# Passage
************
And tried with another approach by starting 4 instances of chrome manually and with:

Quote
# Function to download a page and handle "See more" clicks for specific pages
def download_page(download_url, output_path, port, retries=3):
    time.sleep(random.uniform(1.0, 3.0))
    logging.debug(f"Starting download for URL: {download_url} on port {port}")
    logging.debug(f"Output path: {output_path}")

    marker_file_path = os.path.splitext(output_path)[0] + "_status.txt"  # Define marker file path
    attempt = 0
    success = False

    try:
        while attempt < retries:
            attempt += 1
            logging.debug(f"Attempt {attempt} for URL: {download_url}")

            try:
                # Attach to existing Chrome instance on given port
                service = Service(chrome_path)
                chrome_options = webdriver.ChromeOptions()
                chrome_options.add_experimental_option("debuggerAddress", f"127.0.0.1:{port}")
                driver = webdriver.Chrome(service=service, options=chrome_options)

                logging.info(f"Attached to Chrome on port {port}")

                try:
                    # Navigate to the target page
                    driver.get(download_url)
                    logging.info(f"Page {download_url} loaded successfully.")

                    # Wait for the page to load
                    WebDriverWait(driver, 3).until(
                        EC.presence_of_element_located((By.TAG_NAME, "body"))
                    )

                    # Click all "See more" buttons only for specific pages
                    if any(keyword in download_url for keyword in [
                        'fullcredits', 'awards', 'keywords', 'releaseinfo', 'plotsummary',
                        'reviews', 'companycredits', 'locations', 'technical',
                        'externalsites', 'movieconnections'
                    ]):

                        def click_all_or_more_buttons():
                            """
                            Clicks every 'See all' or 'X more' button on the page,
                            starting from the bottom to handle pages like Movie Connections.
                            Waits for content to load after each click.
                            """
                            while True:
                                try:
                                    # Find all current see-more buttons
                                    buttons = driver.find_elements(
                                        By.XPATH, "//button[contains(@class, 'ipc-see-more__button')]"
                                    )
************
# Exercise
Answer these questions about the passage, one answer per line:
(a) How many Chrome instances were started manually?
(b) What is the default value of the retries parameter in download_page?
(c) Which class name does the XPath search for when finding the buttons?

# Entries supplied
************
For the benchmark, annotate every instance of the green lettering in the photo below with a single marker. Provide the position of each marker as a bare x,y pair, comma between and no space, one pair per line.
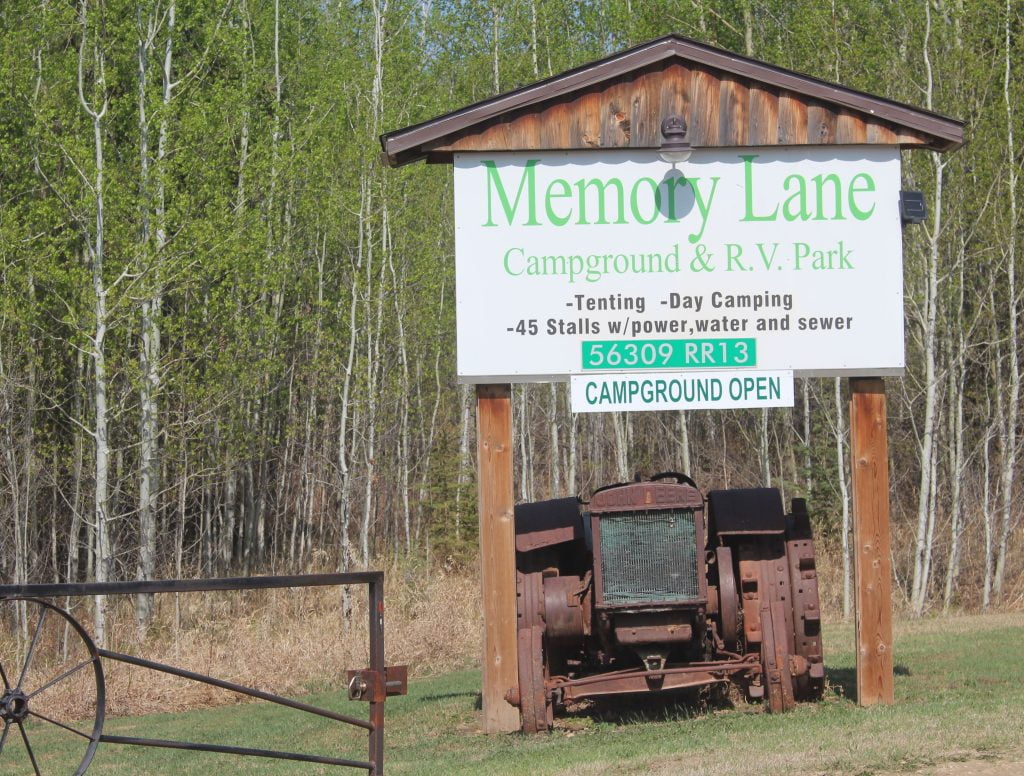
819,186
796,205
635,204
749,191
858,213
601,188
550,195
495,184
************
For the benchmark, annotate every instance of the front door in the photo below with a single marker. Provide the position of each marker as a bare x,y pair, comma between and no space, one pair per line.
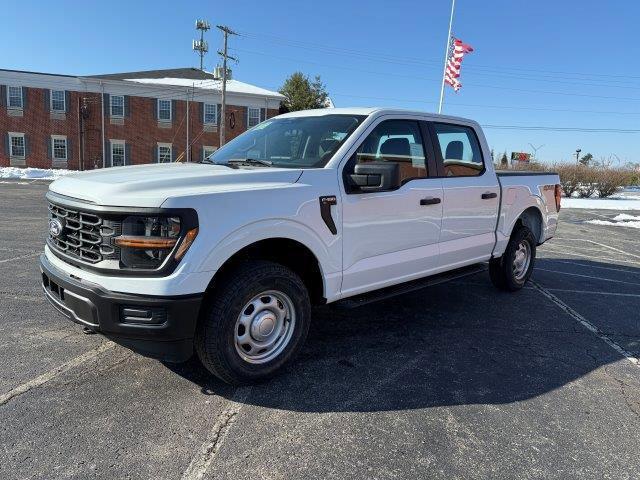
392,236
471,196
************
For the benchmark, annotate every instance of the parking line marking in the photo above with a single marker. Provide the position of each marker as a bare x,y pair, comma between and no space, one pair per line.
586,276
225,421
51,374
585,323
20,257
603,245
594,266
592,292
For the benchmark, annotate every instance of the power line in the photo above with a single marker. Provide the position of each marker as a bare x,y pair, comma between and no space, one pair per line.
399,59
************
# Finished answer
(a) 4
(b) 3
(c) ipc-see-more__button